- _Given exercise a_
Count the lines of the records below that contain the string "jersey", matching case exactly, and give only the number.

- _Page text_
◆ ◆ ◆ ◆

Files
2021-12-14 14:23:36 -05:00
..
2021-12-14 14:23:36 -05:00

Getting Started with Scatterbrained

This is a quickstart tutorial for the Scatterbrained federated learning library. It will assume that you have already installed the library and have a working, high-level understanding of federated learning.

Step 1: Building a model

For this example, we're going to build a basic linear regression model using torch. (You can also use other machine learning frameworks, such as TensorFlow or sklearn!) We'll load a simple built-in dataset, and train a linear regression model on it.

import sklearn.datasets
from sklearn.model_selection import train_test_split

import torch
import torch.nn as nn
from torch import optim

# Load the data
X, y = sklearn.datasets.load_diabetes(return_X_y=True)

# Generate train/test splits
(X_train, X_val, y_train, y_val) = train_test_split(
    X, y, test_size=0.2
)

# Create the data loaders for torch
train = DataLoader(
    TensorDataset(
        torch.from_numpy(X_train), torch.from_numpy(y_train)
    ),
    batch_size=32, shuffle=True
)
val = DataLoader(
    TensorDataset(
        torch.from_numpy(X_val), torch.from_numpy(y_val)
    ),
    batch_size=32, shuffle=True
)


# Create the model
model = nn.Linear(X_train.shape[1], 1)
create_optimizer = lambda model: optim.AdamW(model.parameters())

In the codeblock above, we've created a model just like we would in a traditional ML pipeline. We've also created a function that returns an optimizer. So far, we're not doing anything "FL-flavored": This is just plain old ML.

Step 2: Training the model

It's now time to introduce the Scatterbrained library. Training a model is still quite simple:

import scatterbrained as sb

NUM_EPOCHS = 10

# Create a new scatterbrained Node to hold all of the logic
# for a federated learning compute node:
async with sb.Node() as node:

    # Create a new Namespace. This is a unique identifier
    # shared by all nodes in the same FL community. Other
    # nodes on the same network that know this name can join
    # your FL cluster:

    async with node.namespace(
        "MyFirstNamespace", model, create_optimizer
    ) as ns:

        # Finally we can ask scatterbrained to perform the
        # training loop for us in a background thread:
        await ns.train(NUM_EPOCHS, trainloader, validloader)

        # At the same time, we can also serve our node's
        # resources to other nodes on the network:
        await ns.serve()

Step 3: Joining the cluster

From another machine on the same network (or the same machine on a different port), you can join the cluster by running the following code.

Unlike the code blocks above, where we built up a file gradually, this is all the code you need to run from your second machine:

import scatterbrained as sb

async with sb.Node() as node:
    async with node.join("MyFirstNamespace") as ns:
        await ns.sync_model() # This line is different!
        await ns.serve()

◆ ◆ ◆ ◆

Dataset records:
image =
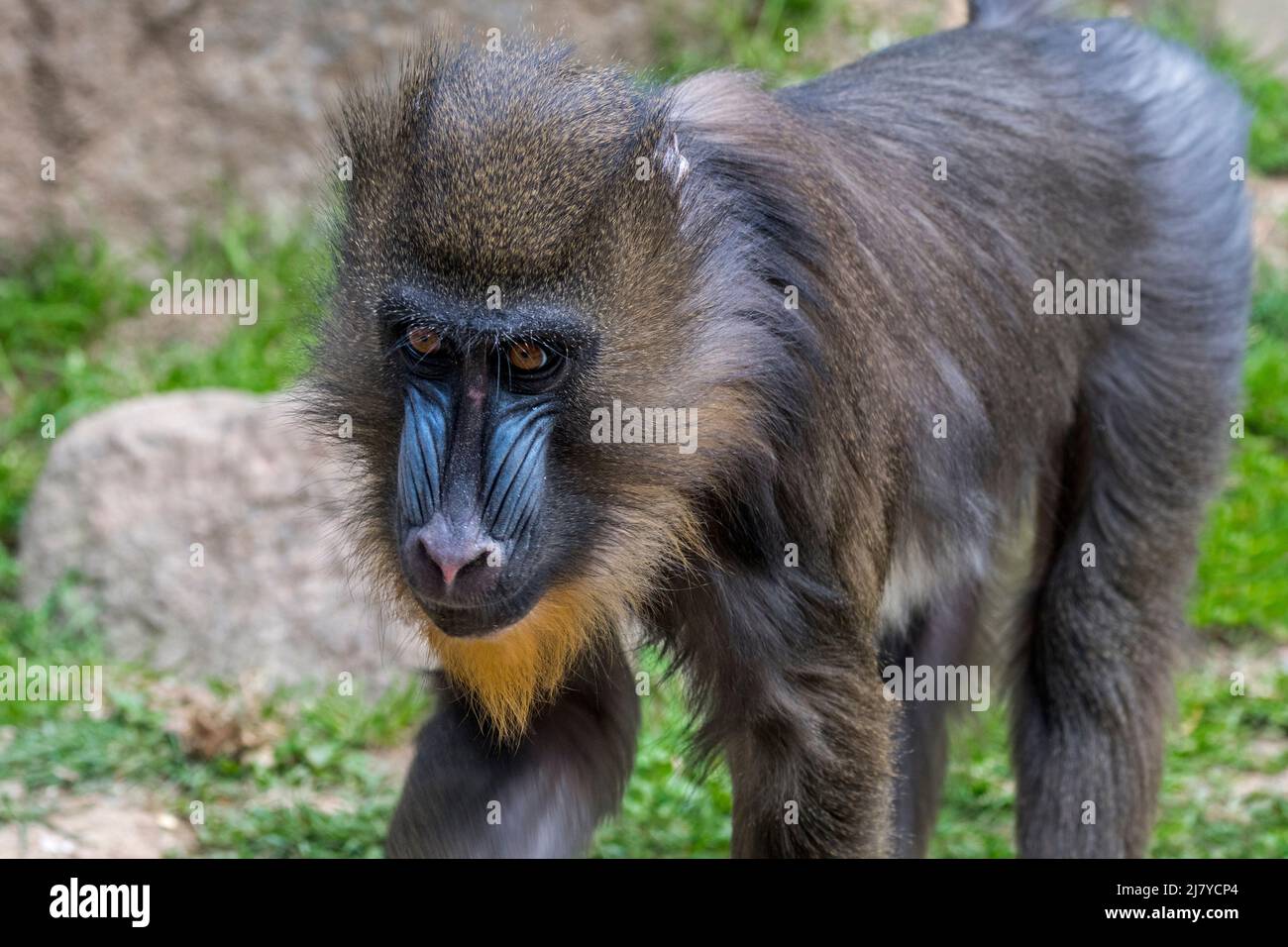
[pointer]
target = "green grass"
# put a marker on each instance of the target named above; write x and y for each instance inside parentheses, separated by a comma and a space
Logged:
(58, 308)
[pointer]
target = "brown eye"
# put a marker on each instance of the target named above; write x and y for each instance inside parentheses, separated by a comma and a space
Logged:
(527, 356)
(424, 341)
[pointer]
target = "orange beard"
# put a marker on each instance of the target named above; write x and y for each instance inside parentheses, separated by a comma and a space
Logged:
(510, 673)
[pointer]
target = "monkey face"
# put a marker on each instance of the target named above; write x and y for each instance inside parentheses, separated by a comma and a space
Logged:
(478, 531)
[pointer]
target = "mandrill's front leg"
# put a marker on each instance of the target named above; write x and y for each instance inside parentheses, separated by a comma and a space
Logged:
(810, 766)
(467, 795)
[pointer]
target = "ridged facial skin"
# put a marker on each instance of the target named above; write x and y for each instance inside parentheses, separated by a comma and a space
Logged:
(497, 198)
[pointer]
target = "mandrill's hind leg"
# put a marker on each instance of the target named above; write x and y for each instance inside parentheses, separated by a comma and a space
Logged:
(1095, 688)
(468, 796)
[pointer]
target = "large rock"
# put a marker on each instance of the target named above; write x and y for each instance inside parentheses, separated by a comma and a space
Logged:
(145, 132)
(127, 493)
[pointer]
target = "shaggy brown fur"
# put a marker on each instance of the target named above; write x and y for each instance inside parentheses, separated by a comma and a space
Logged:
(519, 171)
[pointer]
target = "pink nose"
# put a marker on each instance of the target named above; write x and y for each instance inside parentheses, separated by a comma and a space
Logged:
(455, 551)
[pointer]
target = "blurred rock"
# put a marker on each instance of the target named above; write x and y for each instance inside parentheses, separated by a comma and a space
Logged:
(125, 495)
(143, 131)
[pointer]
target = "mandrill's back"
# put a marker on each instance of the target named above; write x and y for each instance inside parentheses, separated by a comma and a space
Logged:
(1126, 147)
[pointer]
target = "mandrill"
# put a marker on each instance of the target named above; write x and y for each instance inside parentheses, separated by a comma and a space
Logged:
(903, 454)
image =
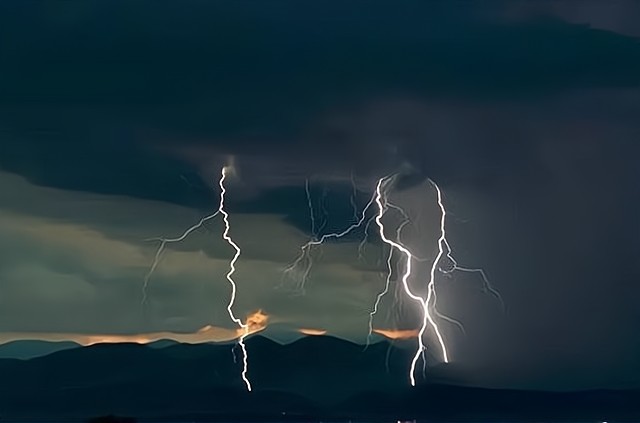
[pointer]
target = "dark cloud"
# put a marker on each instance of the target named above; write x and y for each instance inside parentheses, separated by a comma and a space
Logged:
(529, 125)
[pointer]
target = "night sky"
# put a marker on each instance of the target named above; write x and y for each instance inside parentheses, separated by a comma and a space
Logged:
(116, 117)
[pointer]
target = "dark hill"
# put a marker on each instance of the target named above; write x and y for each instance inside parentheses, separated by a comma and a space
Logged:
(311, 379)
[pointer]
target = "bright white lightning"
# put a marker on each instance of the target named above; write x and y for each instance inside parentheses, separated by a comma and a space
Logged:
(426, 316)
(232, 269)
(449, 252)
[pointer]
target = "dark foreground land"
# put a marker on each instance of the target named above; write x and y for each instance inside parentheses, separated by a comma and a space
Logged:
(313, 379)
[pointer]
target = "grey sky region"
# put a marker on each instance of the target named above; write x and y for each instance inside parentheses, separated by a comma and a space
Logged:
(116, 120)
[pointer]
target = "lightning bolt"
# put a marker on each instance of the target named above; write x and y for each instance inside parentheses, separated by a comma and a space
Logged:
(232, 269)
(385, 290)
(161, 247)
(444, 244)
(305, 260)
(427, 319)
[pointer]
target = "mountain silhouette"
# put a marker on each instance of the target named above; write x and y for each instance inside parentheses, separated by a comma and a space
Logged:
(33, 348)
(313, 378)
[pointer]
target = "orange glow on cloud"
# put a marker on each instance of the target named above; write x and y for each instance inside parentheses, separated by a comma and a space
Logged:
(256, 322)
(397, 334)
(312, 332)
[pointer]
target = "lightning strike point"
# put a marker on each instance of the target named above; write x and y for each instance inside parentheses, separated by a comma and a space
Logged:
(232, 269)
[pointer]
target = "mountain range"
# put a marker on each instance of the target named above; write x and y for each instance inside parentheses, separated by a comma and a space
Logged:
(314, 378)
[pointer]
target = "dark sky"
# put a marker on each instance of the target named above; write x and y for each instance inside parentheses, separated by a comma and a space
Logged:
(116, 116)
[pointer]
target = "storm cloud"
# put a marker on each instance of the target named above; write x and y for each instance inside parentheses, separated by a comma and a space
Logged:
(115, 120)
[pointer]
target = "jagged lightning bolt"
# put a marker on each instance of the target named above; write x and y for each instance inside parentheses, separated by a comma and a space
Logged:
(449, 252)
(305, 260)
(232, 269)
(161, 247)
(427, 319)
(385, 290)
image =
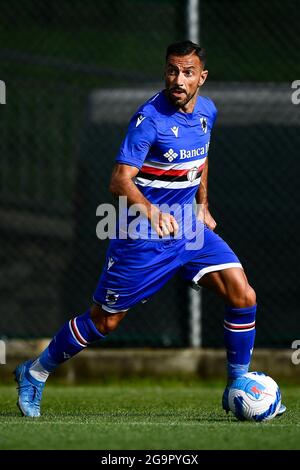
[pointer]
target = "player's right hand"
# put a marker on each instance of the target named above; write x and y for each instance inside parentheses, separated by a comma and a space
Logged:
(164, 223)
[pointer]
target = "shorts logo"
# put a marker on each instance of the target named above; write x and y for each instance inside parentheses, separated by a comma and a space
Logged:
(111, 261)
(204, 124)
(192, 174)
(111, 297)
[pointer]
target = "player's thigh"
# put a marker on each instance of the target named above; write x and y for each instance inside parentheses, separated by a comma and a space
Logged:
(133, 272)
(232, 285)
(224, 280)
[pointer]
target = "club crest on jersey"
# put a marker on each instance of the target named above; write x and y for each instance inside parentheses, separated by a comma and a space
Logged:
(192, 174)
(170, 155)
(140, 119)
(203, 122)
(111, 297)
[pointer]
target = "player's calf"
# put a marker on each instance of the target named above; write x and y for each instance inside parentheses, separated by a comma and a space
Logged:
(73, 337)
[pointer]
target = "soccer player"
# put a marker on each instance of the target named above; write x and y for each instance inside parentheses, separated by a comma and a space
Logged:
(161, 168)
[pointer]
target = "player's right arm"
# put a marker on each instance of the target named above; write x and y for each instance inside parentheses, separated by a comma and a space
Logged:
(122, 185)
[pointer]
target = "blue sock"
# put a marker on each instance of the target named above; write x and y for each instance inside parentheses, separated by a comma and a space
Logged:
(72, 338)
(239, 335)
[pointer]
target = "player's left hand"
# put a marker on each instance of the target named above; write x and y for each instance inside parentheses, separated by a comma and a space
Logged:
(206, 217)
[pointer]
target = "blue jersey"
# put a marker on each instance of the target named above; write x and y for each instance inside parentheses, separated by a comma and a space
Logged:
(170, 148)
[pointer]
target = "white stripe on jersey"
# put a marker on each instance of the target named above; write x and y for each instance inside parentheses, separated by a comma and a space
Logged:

◆ ◆ ◆ ◆

- _Given exercise b_
List the headings of the numbered steps in the Scatterbrained quickstart tutorial above.

- _Finished answer a_
3

- _Finished answer b_
Step 1: Building a model
Step 2: Training the model
Step 3: Joining the cluster